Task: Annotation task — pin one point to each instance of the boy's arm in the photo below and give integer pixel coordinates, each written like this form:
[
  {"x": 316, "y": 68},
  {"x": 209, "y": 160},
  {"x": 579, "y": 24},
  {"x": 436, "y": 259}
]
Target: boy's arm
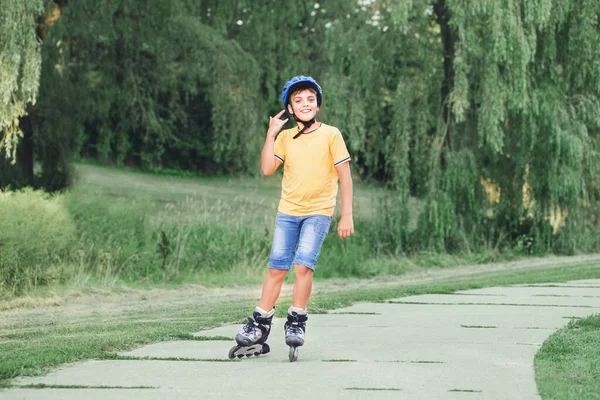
[
  {"x": 268, "y": 162},
  {"x": 346, "y": 225}
]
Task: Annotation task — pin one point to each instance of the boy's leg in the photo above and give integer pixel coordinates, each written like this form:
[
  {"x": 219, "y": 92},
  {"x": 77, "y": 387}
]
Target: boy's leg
[
  {"x": 285, "y": 241},
  {"x": 313, "y": 231},
  {"x": 312, "y": 234},
  {"x": 302, "y": 286},
  {"x": 271, "y": 288}
]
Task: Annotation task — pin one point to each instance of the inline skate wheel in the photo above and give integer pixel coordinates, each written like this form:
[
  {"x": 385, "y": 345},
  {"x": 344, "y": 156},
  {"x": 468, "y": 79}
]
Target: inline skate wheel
[
  {"x": 293, "y": 354},
  {"x": 232, "y": 352}
]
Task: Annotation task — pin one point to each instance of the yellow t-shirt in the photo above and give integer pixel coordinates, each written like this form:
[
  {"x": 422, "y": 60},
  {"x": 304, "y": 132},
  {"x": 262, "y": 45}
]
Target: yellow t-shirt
[{"x": 310, "y": 180}]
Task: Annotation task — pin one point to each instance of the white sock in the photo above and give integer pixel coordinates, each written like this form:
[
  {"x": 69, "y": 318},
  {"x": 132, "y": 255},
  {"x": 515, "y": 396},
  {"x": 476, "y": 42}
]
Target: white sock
[
  {"x": 297, "y": 310},
  {"x": 263, "y": 313}
]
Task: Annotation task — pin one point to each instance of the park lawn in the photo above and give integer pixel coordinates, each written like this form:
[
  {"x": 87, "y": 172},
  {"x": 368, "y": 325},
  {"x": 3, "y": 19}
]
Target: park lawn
[{"x": 568, "y": 364}]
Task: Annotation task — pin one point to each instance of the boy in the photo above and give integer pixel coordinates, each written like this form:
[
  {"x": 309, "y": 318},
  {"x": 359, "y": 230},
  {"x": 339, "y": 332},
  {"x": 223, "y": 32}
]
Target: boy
[{"x": 314, "y": 156}]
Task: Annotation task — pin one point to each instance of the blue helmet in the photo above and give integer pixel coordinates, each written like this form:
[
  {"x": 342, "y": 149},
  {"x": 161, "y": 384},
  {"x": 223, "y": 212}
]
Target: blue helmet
[{"x": 304, "y": 81}]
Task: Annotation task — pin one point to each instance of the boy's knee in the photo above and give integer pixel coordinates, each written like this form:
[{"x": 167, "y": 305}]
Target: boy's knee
[
  {"x": 302, "y": 271},
  {"x": 277, "y": 274}
]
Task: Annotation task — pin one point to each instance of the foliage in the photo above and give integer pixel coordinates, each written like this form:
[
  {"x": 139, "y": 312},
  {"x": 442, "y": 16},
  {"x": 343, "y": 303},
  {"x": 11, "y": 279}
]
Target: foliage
[
  {"x": 20, "y": 65},
  {"x": 35, "y": 235}
]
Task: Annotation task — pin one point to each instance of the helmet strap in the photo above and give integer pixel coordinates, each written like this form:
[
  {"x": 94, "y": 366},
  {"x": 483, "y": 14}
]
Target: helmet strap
[{"x": 306, "y": 125}]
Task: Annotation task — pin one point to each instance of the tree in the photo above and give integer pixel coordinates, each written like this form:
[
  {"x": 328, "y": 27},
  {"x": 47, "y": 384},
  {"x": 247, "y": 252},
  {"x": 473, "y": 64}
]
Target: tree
[{"x": 20, "y": 64}]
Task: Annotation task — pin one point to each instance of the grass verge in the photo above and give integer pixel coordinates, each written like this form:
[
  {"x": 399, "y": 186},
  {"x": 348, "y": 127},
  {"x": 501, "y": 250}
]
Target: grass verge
[{"x": 568, "y": 364}]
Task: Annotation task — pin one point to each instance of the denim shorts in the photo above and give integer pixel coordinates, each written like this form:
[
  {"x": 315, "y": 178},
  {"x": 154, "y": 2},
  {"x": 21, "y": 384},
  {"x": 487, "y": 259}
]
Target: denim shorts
[{"x": 298, "y": 240}]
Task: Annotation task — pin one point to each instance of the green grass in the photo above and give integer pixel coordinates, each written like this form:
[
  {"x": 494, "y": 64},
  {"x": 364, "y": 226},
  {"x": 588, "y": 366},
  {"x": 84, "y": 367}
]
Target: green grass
[
  {"x": 119, "y": 226},
  {"x": 31, "y": 347},
  {"x": 568, "y": 364}
]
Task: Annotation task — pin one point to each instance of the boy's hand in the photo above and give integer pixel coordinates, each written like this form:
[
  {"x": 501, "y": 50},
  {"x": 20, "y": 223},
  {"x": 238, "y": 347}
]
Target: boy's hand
[
  {"x": 346, "y": 227},
  {"x": 275, "y": 124}
]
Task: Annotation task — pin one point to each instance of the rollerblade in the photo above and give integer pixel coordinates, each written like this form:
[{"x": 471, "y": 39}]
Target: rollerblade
[
  {"x": 251, "y": 340},
  {"x": 294, "y": 328}
]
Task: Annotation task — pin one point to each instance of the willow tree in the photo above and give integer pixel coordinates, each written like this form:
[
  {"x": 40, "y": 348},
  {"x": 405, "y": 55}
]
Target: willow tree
[
  {"x": 520, "y": 111},
  {"x": 164, "y": 89},
  {"x": 25, "y": 26}
]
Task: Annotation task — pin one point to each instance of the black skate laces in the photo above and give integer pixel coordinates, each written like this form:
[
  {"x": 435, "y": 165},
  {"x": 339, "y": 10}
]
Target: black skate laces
[
  {"x": 250, "y": 326},
  {"x": 295, "y": 328},
  {"x": 253, "y": 325}
]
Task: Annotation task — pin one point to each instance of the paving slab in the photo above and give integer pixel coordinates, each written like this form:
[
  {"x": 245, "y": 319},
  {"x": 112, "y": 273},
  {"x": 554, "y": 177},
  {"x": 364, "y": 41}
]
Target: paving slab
[{"x": 476, "y": 344}]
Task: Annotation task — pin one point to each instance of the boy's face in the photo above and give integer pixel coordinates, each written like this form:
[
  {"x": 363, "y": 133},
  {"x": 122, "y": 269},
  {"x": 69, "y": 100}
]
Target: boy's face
[{"x": 304, "y": 104}]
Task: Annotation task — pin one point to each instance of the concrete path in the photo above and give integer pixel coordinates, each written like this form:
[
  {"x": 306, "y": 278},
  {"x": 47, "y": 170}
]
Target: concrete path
[{"x": 476, "y": 344}]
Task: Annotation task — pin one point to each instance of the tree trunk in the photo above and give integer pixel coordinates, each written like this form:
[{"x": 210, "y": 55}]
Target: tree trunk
[
  {"x": 448, "y": 40},
  {"x": 25, "y": 151}
]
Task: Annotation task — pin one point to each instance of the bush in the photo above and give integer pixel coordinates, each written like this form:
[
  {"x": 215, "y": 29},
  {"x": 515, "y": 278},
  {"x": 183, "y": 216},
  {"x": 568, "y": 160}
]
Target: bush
[{"x": 35, "y": 235}]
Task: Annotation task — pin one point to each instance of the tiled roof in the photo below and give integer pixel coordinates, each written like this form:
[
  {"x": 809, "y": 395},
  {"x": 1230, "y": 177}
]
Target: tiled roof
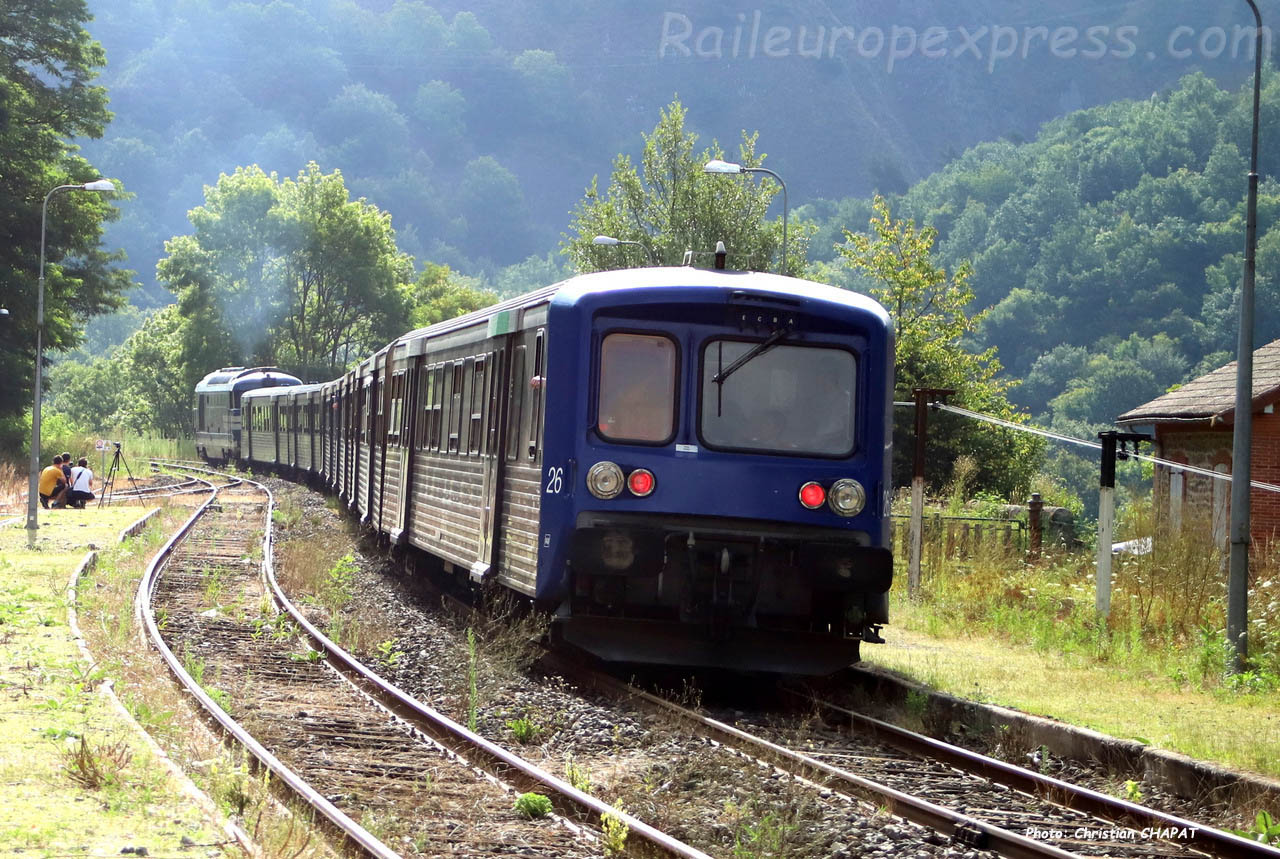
[{"x": 1212, "y": 397}]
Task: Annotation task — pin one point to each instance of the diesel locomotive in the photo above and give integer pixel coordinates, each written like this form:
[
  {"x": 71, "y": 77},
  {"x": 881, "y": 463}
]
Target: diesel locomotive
[{"x": 681, "y": 466}]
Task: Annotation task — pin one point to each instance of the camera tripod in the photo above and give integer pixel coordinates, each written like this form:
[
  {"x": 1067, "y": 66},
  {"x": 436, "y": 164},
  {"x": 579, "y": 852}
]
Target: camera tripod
[{"x": 109, "y": 481}]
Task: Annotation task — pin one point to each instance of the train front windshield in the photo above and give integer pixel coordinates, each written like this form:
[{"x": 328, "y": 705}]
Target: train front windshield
[{"x": 782, "y": 398}]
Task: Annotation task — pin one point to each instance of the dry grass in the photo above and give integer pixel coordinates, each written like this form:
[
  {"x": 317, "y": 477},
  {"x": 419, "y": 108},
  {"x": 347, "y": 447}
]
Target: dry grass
[
  {"x": 147, "y": 690},
  {"x": 13, "y": 489},
  {"x": 97, "y": 764}
]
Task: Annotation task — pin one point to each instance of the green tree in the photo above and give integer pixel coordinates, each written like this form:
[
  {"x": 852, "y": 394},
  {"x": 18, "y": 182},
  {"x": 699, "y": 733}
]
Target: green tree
[
  {"x": 292, "y": 273},
  {"x": 440, "y": 293},
  {"x": 48, "y": 97},
  {"x": 929, "y": 310},
  {"x": 670, "y": 205}
]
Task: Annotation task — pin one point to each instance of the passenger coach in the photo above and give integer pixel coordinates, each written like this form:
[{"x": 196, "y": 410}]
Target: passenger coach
[
  {"x": 216, "y": 414},
  {"x": 684, "y": 466}
]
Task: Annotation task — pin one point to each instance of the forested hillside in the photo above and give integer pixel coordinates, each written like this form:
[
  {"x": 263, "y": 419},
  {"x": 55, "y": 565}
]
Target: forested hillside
[
  {"x": 1110, "y": 248},
  {"x": 478, "y": 124}
]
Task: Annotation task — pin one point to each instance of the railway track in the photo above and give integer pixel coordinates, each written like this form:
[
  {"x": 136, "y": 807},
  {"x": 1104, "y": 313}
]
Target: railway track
[
  {"x": 976, "y": 800},
  {"x": 347, "y": 744}
]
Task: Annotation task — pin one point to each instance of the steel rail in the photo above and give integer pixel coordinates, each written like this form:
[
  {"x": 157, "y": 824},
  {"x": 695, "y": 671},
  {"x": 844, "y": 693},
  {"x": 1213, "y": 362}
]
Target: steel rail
[
  {"x": 963, "y": 828},
  {"x": 568, "y": 800},
  {"x": 356, "y": 835},
  {"x": 1074, "y": 796}
]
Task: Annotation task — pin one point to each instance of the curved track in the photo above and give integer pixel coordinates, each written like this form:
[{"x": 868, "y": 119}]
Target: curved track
[
  {"x": 976, "y": 800},
  {"x": 352, "y": 746}
]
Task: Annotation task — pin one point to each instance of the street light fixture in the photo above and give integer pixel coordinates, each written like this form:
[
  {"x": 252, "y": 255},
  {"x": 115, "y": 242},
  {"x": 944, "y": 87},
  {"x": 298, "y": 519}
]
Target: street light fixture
[
  {"x": 609, "y": 241},
  {"x": 717, "y": 165},
  {"x": 33, "y": 484},
  {"x": 1242, "y": 437}
]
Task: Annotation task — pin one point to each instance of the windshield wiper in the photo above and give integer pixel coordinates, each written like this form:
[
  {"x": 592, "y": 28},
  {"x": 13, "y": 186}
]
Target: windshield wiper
[{"x": 760, "y": 348}]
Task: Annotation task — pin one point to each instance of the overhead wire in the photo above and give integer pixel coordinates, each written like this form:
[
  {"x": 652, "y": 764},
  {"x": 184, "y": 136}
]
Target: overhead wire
[{"x": 1096, "y": 446}]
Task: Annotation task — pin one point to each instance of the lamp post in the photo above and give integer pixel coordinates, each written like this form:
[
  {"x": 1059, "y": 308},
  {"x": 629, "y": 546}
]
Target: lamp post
[
  {"x": 1242, "y": 438},
  {"x": 717, "y": 165},
  {"x": 33, "y": 485},
  {"x": 609, "y": 241}
]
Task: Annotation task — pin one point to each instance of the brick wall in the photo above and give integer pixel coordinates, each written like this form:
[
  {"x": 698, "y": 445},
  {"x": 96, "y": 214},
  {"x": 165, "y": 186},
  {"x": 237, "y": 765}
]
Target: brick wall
[{"x": 1206, "y": 448}]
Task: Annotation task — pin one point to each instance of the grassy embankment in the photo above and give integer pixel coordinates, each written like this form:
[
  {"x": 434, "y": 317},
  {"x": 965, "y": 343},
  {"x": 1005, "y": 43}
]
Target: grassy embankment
[
  {"x": 74, "y": 778},
  {"x": 996, "y": 627}
]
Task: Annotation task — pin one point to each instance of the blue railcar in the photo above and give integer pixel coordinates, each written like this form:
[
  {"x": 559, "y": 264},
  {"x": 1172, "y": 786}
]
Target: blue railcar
[
  {"x": 216, "y": 411},
  {"x": 684, "y": 466},
  {"x": 758, "y": 531}
]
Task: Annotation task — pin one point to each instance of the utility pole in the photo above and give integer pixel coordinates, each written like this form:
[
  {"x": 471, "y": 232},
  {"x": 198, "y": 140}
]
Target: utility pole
[
  {"x": 1242, "y": 434},
  {"x": 1107, "y": 510},
  {"x": 923, "y": 397}
]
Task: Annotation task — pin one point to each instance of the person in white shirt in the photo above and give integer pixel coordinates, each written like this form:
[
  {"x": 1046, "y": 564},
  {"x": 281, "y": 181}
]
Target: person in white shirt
[{"x": 81, "y": 485}]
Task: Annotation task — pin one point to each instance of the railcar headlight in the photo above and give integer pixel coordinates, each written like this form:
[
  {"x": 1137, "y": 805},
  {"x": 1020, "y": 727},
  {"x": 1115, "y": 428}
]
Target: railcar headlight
[
  {"x": 604, "y": 480},
  {"x": 640, "y": 483},
  {"x": 846, "y": 497},
  {"x": 812, "y": 494}
]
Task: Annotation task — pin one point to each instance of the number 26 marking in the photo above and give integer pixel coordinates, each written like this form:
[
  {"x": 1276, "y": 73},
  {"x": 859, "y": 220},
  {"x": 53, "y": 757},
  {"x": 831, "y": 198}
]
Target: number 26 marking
[{"x": 554, "y": 480}]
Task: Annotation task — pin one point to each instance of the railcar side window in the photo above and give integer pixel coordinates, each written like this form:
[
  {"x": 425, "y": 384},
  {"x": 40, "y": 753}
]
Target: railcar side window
[
  {"x": 475, "y": 433},
  {"x": 539, "y": 385},
  {"x": 515, "y": 409},
  {"x": 494, "y": 401},
  {"x": 636, "y": 398},
  {"x": 438, "y": 406},
  {"x": 786, "y": 400},
  {"x": 364, "y": 412},
  {"x": 424, "y": 396},
  {"x": 396, "y": 417},
  {"x": 456, "y": 406}
]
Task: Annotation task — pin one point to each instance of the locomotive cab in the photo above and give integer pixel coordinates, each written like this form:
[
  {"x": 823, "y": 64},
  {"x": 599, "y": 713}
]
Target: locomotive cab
[{"x": 731, "y": 461}]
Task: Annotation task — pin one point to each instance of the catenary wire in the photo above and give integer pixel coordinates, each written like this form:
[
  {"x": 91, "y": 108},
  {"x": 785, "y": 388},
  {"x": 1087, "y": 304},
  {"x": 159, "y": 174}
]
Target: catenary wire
[{"x": 1096, "y": 446}]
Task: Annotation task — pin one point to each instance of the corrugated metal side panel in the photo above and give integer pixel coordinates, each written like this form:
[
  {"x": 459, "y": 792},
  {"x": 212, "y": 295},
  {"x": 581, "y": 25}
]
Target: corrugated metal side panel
[
  {"x": 447, "y": 507},
  {"x": 517, "y": 551},
  {"x": 391, "y": 489}
]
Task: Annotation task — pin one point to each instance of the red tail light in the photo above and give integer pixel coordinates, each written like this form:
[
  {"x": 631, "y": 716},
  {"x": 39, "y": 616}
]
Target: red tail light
[
  {"x": 640, "y": 483},
  {"x": 813, "y": 496}
]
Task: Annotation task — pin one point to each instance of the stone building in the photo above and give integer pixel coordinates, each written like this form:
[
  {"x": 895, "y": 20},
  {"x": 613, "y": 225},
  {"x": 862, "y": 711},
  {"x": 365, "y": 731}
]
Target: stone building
[{"x": 1194, "y": 425}]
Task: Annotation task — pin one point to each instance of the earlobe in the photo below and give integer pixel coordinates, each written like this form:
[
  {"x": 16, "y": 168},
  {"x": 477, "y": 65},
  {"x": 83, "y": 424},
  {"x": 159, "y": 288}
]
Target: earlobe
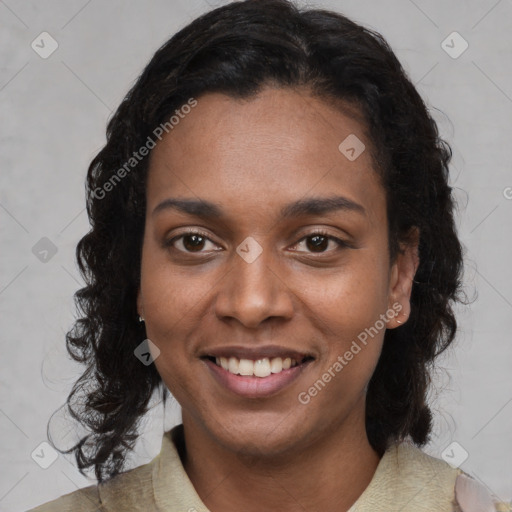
[
  {"x": 401, "y": 279},
  {"x": 140, "y": 308}
]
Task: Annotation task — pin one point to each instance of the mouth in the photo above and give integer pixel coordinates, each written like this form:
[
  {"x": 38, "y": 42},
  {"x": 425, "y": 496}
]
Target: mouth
[
  {"x": 261, "y": 367},
  {"x": 255, "y": 373}
]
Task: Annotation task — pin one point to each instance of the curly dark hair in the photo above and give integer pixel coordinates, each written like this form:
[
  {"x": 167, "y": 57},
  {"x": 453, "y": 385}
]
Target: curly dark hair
[{"x": 237, "y": 50}]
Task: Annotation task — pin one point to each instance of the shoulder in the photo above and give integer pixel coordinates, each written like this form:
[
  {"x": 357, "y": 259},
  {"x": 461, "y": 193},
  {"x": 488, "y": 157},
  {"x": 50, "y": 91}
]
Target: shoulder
[
  {"x": 85, "y": 499},
  {"x": 472, "y": 495}
]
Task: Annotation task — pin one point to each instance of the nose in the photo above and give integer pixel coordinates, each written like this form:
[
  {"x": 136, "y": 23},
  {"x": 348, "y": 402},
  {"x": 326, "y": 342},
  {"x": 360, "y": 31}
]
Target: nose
[{"x": 254, "y": 292}]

**THE PROBLEM**: Extract, character for character, every line from the one that holds "of the earlobe" through the end of the entries above. Include both boundary lines and no pictures.

**RESPONSE TO THE EXERCISE**:
Task: Annotation task — pin one point to each instance of the earlobe in the photo below and give integer pixel coordinates, each written like this form:
[
  {"x": 16, "y": 168},
  {"x": 477, "y": 65},
  {"x": 83, "y": 424},
  {"x": 159, "y": 288}
]
Target: earlobe
[
  {"x": 401, "y": 279},
  {"x": 140, "y": 308}
]
Task: Annotation task — pin one point to each instance of the mouth in the photo above and give integer pixel coordinates, each written like this form:
[
  {"x": 38, "y": 42},
  {"x": 425, "y": 496}
]
Target: mouth
[
  {"x": 261, "y": 367},
  {"x": 255, "y": 373}
]
Task: Annotation task — pin one point to each instance of the curly dark hair in the photo above and give integer pixel coordinates, each written like this form:
[
  {"x": 167, "y": 57},
  {"x": 453, "y": 385}
]
Target: curly dark hair
[{"x": 237, "y": 50}]
Task: Annotation task — pin one point to each instance of the shoulder in the photo above and give integer pixel coordinates, each written like this form:
[
  {"x": 357, "y": 259},
  {"x": 461, "y": 193},
  {"x": 488, "y": 157},
  {"x": 50, "y": 91}
]
Target: shoulder
[
  {"x": 85, "y": 499},
  {"x": 472, "y": 495}
]
Task: Annotation task — pin one point to each instance of the nose in the photo above and give integer pixel coordinates, each written like this form:
[
  {"x": 136, "y": 23},
  {"x": 348, "y": 402},
  {"x": 326, "y": 342},
  {"x": 360, "y": 31}
]
Target: nose
[{"x": 254, "y": 292}]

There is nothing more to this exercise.